* **Material to process**:
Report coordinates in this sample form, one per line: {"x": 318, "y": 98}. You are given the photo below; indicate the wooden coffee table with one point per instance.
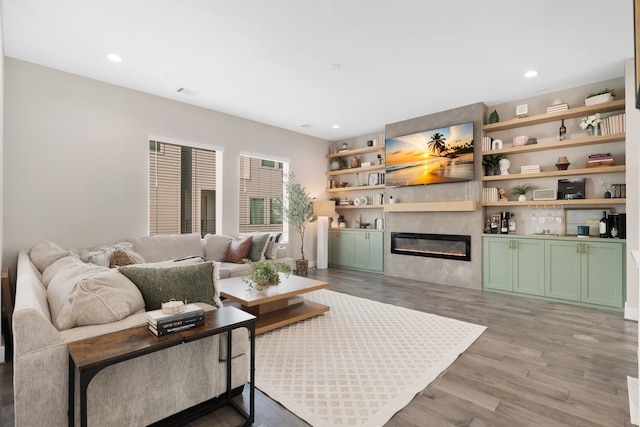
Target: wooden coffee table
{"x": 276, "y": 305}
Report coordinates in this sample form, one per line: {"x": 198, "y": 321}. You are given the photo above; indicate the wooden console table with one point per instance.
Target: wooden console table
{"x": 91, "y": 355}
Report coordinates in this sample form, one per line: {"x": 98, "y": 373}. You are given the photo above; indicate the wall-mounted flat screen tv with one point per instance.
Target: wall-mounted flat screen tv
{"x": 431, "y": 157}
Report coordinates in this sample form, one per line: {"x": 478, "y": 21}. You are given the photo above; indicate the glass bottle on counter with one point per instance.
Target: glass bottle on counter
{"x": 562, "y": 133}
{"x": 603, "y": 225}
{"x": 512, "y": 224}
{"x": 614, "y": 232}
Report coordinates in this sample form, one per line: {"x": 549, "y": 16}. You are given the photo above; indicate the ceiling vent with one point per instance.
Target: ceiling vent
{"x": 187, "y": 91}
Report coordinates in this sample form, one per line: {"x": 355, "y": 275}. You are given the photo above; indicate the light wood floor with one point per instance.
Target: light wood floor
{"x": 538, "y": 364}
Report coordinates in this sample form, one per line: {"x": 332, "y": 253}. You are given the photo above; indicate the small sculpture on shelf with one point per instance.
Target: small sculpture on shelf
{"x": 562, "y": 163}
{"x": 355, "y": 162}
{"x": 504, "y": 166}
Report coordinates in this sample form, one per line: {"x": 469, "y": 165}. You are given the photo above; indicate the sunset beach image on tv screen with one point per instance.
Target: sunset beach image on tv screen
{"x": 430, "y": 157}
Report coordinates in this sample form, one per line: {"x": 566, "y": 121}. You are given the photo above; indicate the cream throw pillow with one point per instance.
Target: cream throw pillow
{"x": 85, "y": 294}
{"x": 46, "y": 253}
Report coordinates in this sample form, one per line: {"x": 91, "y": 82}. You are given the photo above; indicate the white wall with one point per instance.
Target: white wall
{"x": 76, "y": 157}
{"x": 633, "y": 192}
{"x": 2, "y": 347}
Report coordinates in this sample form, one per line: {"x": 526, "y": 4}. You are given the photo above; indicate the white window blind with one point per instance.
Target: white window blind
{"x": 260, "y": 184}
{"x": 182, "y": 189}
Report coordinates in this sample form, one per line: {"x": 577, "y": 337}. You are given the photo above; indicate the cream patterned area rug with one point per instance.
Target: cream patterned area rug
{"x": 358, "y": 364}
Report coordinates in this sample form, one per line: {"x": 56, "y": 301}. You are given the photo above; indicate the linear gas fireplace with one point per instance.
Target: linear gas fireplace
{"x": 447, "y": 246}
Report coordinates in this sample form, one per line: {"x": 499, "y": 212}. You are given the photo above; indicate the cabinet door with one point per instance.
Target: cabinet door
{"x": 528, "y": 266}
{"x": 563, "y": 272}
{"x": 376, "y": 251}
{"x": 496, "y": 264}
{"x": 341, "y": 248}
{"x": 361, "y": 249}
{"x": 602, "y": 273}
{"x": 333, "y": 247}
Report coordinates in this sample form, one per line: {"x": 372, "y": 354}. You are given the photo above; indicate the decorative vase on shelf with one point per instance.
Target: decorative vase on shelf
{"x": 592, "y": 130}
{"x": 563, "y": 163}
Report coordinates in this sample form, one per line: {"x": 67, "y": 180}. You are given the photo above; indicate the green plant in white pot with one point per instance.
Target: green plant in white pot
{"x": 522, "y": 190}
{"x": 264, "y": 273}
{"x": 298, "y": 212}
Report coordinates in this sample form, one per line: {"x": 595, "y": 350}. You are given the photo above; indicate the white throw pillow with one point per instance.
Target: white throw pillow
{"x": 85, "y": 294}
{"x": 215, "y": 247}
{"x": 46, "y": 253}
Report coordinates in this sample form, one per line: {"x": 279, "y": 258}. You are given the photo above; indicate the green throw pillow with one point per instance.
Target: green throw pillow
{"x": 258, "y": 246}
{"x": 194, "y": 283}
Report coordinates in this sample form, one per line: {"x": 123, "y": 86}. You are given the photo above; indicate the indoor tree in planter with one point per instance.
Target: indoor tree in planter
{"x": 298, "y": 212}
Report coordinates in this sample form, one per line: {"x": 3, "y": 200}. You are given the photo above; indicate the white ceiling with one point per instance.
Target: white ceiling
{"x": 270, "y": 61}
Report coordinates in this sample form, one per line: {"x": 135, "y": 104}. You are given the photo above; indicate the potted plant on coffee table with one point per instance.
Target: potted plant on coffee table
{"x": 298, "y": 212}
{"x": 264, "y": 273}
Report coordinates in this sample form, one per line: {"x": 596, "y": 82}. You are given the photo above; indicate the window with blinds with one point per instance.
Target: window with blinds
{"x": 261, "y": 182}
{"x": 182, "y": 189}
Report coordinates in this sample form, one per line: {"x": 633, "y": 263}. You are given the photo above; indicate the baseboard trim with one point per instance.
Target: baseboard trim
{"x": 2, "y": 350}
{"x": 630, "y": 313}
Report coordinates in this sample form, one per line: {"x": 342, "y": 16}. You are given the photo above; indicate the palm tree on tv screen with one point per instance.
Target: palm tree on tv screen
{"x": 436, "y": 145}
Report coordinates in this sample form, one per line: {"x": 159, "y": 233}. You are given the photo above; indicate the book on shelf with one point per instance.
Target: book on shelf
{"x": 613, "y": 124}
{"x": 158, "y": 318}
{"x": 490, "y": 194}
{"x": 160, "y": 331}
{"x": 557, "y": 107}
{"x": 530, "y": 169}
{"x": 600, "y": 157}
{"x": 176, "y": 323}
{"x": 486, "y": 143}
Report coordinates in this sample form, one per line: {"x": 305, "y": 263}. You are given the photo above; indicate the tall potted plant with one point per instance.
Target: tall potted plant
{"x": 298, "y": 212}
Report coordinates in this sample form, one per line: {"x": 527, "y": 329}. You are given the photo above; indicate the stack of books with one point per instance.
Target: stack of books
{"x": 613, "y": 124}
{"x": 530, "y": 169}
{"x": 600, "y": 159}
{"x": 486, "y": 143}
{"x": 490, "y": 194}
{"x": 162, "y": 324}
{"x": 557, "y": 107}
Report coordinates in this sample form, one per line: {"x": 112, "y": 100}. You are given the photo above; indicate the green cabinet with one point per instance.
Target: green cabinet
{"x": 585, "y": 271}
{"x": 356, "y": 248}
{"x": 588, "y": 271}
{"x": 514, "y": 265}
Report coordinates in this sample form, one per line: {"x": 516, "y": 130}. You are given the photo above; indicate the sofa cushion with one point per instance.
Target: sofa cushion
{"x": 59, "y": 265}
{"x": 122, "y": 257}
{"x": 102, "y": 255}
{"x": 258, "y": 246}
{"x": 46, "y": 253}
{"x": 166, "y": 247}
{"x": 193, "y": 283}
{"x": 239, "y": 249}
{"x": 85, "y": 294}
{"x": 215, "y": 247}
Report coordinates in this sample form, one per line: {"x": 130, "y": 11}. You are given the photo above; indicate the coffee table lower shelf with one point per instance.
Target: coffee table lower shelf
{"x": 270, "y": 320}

* **Exercise requirements**: The answer is the run of lines above from the line containing "Target: green cabinet" through the line containing "cushion with one point per instance.", copied exactly and alone.

* **Exercise response**:
Target: green cabinet
{"x": 585, "y": 271}
{"x": 356, "y": 248}
{"x": 588, "y": 271}
{"x": 514, "y": 265}
Report coordinates in this sample form, one per line: {"x": 516, "y": 130}. You are given the photo above; indicate the sofa cushion with one point per instance.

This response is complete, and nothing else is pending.